Zugegeben: Ein Restaurant in einem Auto-Showroom klingt nicht sehr sexy, außer vielleicht für Männer, die sowieso lieber Geld für Motoröl als für Olivenöl ausgeben. Insofern wusste zumindest einer von uns nicht, was ihn erwartet, als wir in die Münchner BMW-Welt aufbrachen, um das 'Esszimmer' zu besuchen. Ja, natürlich ist uns klar, dass sich die BMW-Welt – ähnlich der Wolfsburger Autostadt mit dem Aqua – als "Erlebnisort" versteht. Aber Essen (und vor allem: Trinken!) und Autos geht für uns trotzdem recht schwer zusammen.

Umso schöner die Überraschung beim Betreten des Restaurants: Das Esszimmer befindet sich im dritten Stock, hoch über dem eigentlichen Geschehen. Die Seite zum hallenartigen Showroom ist komplett verglast und aus dieser Vogelperspektive bereitet der Blick auf die glänzenden Karossen durchaus Freude. Das Interieur hat denn auch nichts "Technisches", im Gegenteil: dunkles Leder, flauschige Teppiche auf matten Parkettböden und auch sonst jede Menge Holz geben den hohen, luftigen Räumlichkeiten eine anheimelnde und gemütliche Atmosphäre. Der Kamin im Hauptraum lässt geradezu Skihüttencharme aufkommen. Wie das mit Vorurteilen so geht, mussten wie das Unsere über das Erscheinungsbild des Esszimmers rundweg revidieren: Ein angenehmer gestaltetes Spitzenrestaurant fällt uns in Deutschland kaum ein.

- [AUFGABEN]:
(1) In welchem Stockwerk liegt das Restaurant laut dem Bericht über das Esszimmer?
(2) Schreiben Sie die Fortsetzung des Berichts über das Esszimmer im Anschluss an dessen letzten Satz.
Die Datensätze stammen aus einer anderen Quelle als der Bericht über das Esszimmer.

- [DATENÜBERSICHT]:
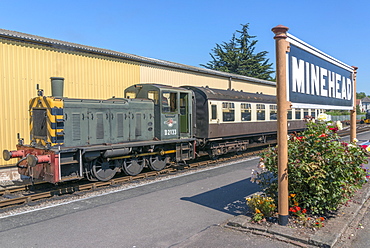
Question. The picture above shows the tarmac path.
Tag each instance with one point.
(168, 213)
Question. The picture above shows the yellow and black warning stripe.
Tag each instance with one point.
(51, 110)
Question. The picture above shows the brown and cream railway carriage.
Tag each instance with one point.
(229, 120)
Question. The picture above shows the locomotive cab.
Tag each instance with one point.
(172, 109)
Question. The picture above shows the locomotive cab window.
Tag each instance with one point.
(261, 112)
(154, 96)
(130, 94)
(228, 111)
(246, 111)
(169, 102)
(290, 114)
(273, 112)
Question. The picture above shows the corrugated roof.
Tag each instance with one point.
(14, 35)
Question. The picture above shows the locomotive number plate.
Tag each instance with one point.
(170, 132)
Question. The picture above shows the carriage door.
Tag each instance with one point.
(184, 115)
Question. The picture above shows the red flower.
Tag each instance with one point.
(334, 129)
(292, 210)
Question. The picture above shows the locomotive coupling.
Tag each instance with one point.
(7, 155)
(33, 160)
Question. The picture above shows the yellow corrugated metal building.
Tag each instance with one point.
(27, 60)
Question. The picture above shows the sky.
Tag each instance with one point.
(186, 31)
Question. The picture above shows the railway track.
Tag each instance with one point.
(31, 193)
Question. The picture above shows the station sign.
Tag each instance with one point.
(317, 80)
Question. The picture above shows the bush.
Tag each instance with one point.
(323, 171)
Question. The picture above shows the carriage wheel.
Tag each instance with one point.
(157, 163)
(133, 167)
(103, 170)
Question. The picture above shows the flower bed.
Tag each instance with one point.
(324, 173)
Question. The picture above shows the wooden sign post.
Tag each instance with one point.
(282, 47)
(310, 79)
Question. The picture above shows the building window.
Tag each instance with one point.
(228, 111)
(298, 114)
(273, 112)
(246, 111)
(313, 113)
(214, 112)
(305, 113)
(261, 112)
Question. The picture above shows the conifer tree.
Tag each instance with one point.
(238, 56)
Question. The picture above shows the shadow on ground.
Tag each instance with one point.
(229, 199)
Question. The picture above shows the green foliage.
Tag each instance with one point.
(360, 95)
(238, 56)
(261, 206)
(323, 172)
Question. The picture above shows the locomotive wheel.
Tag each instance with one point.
(133, 167)
(157, 163)
(103, 170)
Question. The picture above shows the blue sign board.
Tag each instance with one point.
(317, 80)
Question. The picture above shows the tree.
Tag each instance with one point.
(238, 56)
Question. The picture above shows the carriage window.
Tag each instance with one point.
(130, 94)
(298, 114)
(261, 112)
(214, 112)
(273, 112)
(246, 111)
(290, 115)
(169, 102)
(228, 111)
(154, 96)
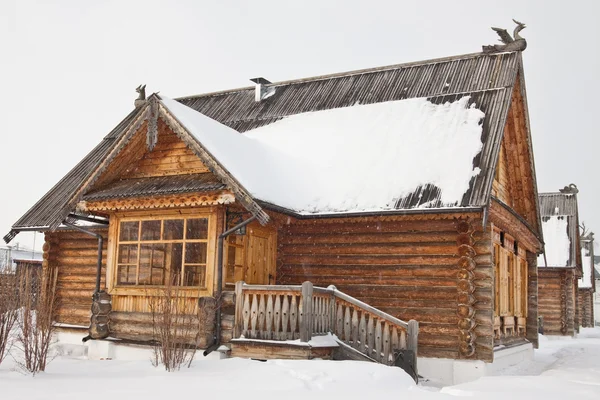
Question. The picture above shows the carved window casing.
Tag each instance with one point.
(161, 250)
(510, 267)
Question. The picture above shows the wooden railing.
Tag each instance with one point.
(276, 312)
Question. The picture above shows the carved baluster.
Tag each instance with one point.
(294, 318)
(370, 336)
(261, 316)
(395, 340)
(339, 329)
(354, 333)
(403, 339)
(246, 313)
(277, 318)
(378, 339)
(285, 317)
(254, 316)
(347, 326)
(386, 343)
(269, 315)
(362, 327)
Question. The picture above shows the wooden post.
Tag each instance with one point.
(413, 336)
(307, 317)
(332, 309)
(239, 309)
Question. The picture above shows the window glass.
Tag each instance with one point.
(129, 231)
(128, 254)
(151, 230)
(173, 229)
(197, 228)
(194, 275)
(162, 251)
(195, 253)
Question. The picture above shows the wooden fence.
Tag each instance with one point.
(278, 312)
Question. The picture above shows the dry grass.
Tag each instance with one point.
(175, 328)
(8, 312)
(38, 310)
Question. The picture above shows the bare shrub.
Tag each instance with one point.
(8, 311)
(38, 310)
(174, 326)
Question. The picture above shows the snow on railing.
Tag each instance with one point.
(288, 312)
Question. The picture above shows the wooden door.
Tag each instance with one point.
(260, 256)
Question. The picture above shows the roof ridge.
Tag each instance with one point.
(347, 73)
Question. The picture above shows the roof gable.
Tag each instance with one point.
(353, 159)
(515, 181)
(560, 224)
(487, 79)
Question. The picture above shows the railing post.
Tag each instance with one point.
(332, 310)
(239, 309)
(413, 336)
(307, 312)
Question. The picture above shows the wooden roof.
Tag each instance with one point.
(162, 185)
(488, 78)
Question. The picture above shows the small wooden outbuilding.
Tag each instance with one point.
(587, 283)
(560, 265)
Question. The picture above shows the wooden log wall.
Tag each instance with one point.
(436, 270)
(586, 307)
(556, 303)
(75, 256)
(532, 326)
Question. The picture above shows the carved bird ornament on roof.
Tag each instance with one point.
(517, 43)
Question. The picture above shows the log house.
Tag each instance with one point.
(166, 189)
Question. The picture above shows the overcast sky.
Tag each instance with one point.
(68, 70)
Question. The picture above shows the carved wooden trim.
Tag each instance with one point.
(144, 203)
(347, 218)
(241, 194)
(563, 302)
(510, 224)
(465, 288)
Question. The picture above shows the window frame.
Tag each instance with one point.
(144, 290)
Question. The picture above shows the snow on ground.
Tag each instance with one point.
(563, 368)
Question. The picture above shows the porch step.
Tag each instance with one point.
(345, 352)
(272, 350)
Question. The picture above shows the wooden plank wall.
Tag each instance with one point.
(437, 271)
(75, 256)
(556, 300)
(501, 187)
(170, 156)
(586, 307)
(532, 326)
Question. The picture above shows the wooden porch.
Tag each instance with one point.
(305, 321)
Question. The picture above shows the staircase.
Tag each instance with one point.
(304, 322)
(227, 316)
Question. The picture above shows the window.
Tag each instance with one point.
(235, 259)
(155, 251)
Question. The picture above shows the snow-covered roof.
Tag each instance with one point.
(360, 158)
(489, 79)
(587, 262)
(587, 269)
(560, 225)
(557, 242)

- [LÖSUNGEN]:
(1) Im dritten Stock.

(2)
Unsere Stimmung ist also schonmal prächtig. Und mit Bobby Bräuer steht auch noch ein Mann am Herd, bei dem unsere Vorurteile sowieso eher positiv ausfallen: Bräuer, Jahrgang '61, hat zu Beginn seiner Karriere bei legendären Küchengranden wie André Jaeger in der 'Fischerzunft', in den 'Schweizer Stuben' unter Dieter Müller und schließlich als Souschef Eckart Witzigmanns in der 'Aubergine' gearbeitet. Als Küchenchef leitete er unter anderem das Düsseldorfer 'Victorian' und den Münchner 'Königshof'. Solch eine Vita schafft Vertrauen.

Ohne das hier so passende Wortspiel vom "Vollgas geben" bemühen zu wollen, sind wir bei einem Glas Egly-Ouriet gespannt, was uns an diesem lauen Sommerabend erwartet...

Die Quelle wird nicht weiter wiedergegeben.